**Kaynak Metin:**
# # # # #
Bandırma Sanayici ve İş İnsanları Derneği (BANSİAD)’ın haziran ayı olağan toplantısı gerçekleştirildi.
Toplantıya konuk olan Bandırma Onyedi Eylül Üniversitesi Denizcilik Fakültesi Dekanı Prof. Dr. Mustafa Sarı, “Sofranıza iki yüz gramlık bir lüferin yenebilmesi için bu 3 bin türün uyum içerisinde bu şekilde çalışması gerekiyor. Ancak balık türlerimiz azaldı. Denizde habitat kayıpları yaşanıyor ifadelerinde bulundu.
BANSİAD’ın haziran ayı olağan toplantısı özel bir otelde gerçekleşti. “Deniz, İklim, Marmara” konulu sunumunu yapmak üzere Haziran ayı toplanasında konuk olan Bandırma Onyedi Eylül Üniversitesi Denizcilik Fakültesi Dekanı Prof. Dr. Mustafa Sarı Marmara Denizi’nin biyoçeşitliliğin azaldığına dikkat çekti.
Dedeoğlu “Gıda ve su güvenliği azalıyor ve geçim kaynağı kayıpları yaşanıyor”
# # # # #
**Malzeme:**

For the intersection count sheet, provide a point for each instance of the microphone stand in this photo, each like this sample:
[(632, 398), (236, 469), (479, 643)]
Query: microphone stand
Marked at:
# # # # #
**Çözülecek Sorular:**
1 - Kaynak metni iki cümleyle özetleyin.
2 - Lütfen kaynak metne dayanarak şu soruları yanıtlayın:
(a) BANSİAD'ın haziran ayı olağan toplantısı nerede yapıldı?
(b) Prof. Dr. Mustafa Sarı'nın sunumunun konusu neydi?
(c) Mustafa Sarı'ya göre sofrada iki yüz gramlık bir lüferin yenebilmesi için kaç türün uyum içinde çalışması gerekiyor?
Satırlar, kaynak metinden bağımsız ayrı bir malzemedir.

**Çözümler:**
1 - Bandırma Sanayici ve İş İnsanları Derneği (BANSİAD)'ın haziran ayı olağan toplantısı özel bir otelde gerçekleştirildi. Toplantıya konuk olan Denizcilik Fakültesi Dekanı Prof. Dr. Mustafa Sarı, "Deniz, İklim, Marmara" konulu sunumunda Marmara Denizi'nde biyoçeşitliliğin azaldığına dikkat çekti; balık türlerinin azaldığını ve denizde habitat kayıpları yaşandığını söyledi.

2 -
(a) Özel bir otelde.
(b) "Deniz, İklim, Marmara."
(c) 3 bin türün.